— Begin Material for this task —

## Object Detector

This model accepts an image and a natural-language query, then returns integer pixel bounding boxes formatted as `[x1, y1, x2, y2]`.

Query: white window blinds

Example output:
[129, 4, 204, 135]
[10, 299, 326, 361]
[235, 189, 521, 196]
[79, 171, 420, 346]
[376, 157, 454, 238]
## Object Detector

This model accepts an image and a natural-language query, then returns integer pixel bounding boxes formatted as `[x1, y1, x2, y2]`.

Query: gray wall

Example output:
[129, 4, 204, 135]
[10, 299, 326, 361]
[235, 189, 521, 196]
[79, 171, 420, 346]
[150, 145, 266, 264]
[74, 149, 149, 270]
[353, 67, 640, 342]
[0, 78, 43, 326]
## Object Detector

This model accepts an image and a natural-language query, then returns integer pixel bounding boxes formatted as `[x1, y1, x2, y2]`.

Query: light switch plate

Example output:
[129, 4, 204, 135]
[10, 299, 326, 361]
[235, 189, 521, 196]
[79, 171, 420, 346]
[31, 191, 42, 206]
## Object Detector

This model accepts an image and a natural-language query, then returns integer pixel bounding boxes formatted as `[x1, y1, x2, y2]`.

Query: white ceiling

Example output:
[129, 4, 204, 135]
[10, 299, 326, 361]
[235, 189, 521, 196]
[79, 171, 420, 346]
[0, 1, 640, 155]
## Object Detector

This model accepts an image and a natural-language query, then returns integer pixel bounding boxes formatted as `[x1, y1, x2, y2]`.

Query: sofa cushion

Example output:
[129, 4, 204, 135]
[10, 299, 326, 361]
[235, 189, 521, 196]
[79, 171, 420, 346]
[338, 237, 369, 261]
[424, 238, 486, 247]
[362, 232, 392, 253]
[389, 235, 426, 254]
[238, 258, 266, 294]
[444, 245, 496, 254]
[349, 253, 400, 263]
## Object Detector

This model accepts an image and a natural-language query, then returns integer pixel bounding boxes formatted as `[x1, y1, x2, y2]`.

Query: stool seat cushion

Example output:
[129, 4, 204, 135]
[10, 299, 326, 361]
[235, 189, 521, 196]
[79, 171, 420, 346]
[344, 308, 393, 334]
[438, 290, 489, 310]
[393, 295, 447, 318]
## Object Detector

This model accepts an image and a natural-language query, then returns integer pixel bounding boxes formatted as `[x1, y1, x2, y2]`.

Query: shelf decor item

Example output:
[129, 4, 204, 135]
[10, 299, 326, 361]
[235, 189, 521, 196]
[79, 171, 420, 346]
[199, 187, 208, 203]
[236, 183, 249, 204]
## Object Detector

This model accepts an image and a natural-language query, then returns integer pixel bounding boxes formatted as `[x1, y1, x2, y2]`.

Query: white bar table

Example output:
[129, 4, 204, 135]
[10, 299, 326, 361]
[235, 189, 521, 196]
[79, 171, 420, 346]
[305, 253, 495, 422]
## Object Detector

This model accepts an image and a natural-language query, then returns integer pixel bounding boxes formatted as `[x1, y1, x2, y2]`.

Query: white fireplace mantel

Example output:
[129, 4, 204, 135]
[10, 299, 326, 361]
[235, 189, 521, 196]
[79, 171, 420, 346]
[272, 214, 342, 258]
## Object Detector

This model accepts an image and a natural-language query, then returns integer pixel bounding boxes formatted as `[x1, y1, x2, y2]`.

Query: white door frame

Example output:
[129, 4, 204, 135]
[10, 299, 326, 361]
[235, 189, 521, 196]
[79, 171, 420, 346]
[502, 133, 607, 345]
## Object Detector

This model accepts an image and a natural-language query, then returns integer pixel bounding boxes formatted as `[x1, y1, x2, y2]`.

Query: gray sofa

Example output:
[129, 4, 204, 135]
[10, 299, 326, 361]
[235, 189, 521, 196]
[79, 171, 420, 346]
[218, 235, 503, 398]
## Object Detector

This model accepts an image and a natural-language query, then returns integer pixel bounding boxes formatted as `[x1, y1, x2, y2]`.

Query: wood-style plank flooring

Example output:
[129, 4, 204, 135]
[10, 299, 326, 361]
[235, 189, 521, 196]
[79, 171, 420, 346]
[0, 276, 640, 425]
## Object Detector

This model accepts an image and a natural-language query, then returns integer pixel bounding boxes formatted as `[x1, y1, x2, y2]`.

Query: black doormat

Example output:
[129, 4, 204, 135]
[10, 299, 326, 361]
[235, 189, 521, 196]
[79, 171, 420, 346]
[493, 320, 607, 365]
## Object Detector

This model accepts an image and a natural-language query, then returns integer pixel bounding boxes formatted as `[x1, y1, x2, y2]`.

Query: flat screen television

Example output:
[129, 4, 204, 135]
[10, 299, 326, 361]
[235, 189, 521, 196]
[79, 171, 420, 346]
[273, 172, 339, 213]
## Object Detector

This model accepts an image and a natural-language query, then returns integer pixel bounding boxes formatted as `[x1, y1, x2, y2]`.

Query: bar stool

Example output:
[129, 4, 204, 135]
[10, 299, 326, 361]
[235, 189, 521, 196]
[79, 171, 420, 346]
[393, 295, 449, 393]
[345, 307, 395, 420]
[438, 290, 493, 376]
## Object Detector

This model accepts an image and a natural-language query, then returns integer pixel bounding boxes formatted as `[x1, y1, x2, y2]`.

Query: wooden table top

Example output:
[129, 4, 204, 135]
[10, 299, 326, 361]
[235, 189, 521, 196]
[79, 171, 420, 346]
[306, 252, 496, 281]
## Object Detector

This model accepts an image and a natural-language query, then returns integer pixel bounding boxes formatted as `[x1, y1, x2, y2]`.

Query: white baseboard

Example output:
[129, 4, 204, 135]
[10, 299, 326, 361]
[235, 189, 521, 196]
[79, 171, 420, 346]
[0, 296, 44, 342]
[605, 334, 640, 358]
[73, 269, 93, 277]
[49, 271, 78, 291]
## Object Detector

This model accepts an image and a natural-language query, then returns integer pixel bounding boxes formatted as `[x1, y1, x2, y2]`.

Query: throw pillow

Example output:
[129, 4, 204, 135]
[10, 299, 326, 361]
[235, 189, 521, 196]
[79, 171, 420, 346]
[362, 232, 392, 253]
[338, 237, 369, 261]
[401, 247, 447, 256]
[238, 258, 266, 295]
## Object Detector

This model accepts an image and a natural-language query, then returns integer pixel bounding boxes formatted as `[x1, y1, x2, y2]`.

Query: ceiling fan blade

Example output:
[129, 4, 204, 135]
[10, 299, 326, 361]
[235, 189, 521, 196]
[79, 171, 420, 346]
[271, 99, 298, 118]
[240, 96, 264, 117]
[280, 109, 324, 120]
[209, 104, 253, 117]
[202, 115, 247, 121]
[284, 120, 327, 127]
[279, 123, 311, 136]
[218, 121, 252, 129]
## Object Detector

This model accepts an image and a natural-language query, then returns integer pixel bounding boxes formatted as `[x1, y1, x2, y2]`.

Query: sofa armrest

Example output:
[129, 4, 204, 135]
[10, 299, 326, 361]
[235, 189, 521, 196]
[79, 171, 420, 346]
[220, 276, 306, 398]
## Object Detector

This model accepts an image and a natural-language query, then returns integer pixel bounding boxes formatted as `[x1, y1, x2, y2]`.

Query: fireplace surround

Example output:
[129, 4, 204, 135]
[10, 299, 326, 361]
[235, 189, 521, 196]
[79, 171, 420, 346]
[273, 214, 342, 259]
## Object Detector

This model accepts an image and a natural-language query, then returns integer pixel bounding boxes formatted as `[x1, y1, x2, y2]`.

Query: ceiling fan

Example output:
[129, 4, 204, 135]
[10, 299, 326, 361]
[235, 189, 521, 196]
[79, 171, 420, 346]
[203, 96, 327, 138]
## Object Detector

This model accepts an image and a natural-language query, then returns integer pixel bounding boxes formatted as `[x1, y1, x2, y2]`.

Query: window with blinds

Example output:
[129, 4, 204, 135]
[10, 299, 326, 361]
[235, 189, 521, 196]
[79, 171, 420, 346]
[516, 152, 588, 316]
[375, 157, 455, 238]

— End Material for this task —

What is expected: Rewrite the records starting at the beginning and ending with the line that contains "[376, 157, 454, 238]", replacing "white window blinds" with "beige window blinds" and leaving everything else unchanged.

Task result:
## Object Detector

This model accepts an image and a natural-language query, then returns integer pixel bounding boxes formatted as `[x1, y1, x2, y2]`.

Query: beige window blinds

Example output:
[129, 4, 204, 135]
[10, 299, 326, 361]
[235, 189, 521, 196]
[79, 171, 420, 346]
[376, 157, 454, 238]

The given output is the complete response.